## begin Supplied material
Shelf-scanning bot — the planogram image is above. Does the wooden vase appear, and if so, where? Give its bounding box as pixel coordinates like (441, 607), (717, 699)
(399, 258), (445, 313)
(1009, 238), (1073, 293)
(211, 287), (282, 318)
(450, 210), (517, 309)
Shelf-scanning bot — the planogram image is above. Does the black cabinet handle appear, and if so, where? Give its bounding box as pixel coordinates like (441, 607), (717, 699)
## end Supplied material
## begin Supplied material
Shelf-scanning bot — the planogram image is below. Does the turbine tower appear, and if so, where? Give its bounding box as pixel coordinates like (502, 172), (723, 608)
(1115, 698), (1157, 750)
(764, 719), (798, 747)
## end Supplied material
## begin Supplied material
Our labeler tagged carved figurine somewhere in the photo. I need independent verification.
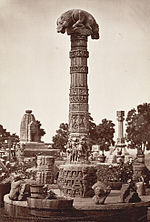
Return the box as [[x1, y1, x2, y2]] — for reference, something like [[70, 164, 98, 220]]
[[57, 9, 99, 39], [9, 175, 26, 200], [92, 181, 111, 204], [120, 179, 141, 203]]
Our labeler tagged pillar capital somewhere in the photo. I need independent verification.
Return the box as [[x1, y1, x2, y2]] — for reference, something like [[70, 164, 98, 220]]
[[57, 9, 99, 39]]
## end Supplied material
The exercise: Transcribe the part of the items that opens with the line containing "Our labeler tagged carved" and closes with the line containing "179, 141, 203]]". Copy each line as it stands, but omit the picture.

Reply:
Our labeler tagged carved figurine somewhere in the photo. I need independent verification.
Return the box as [[x1, y1, x2, y2]] — for reference, something like [[70, 164, 98, 220]]
[[57, 9, 99, 39], [9, 175, 26, 200], [92, 181, 111, 204], [120, 179, 141, 203]]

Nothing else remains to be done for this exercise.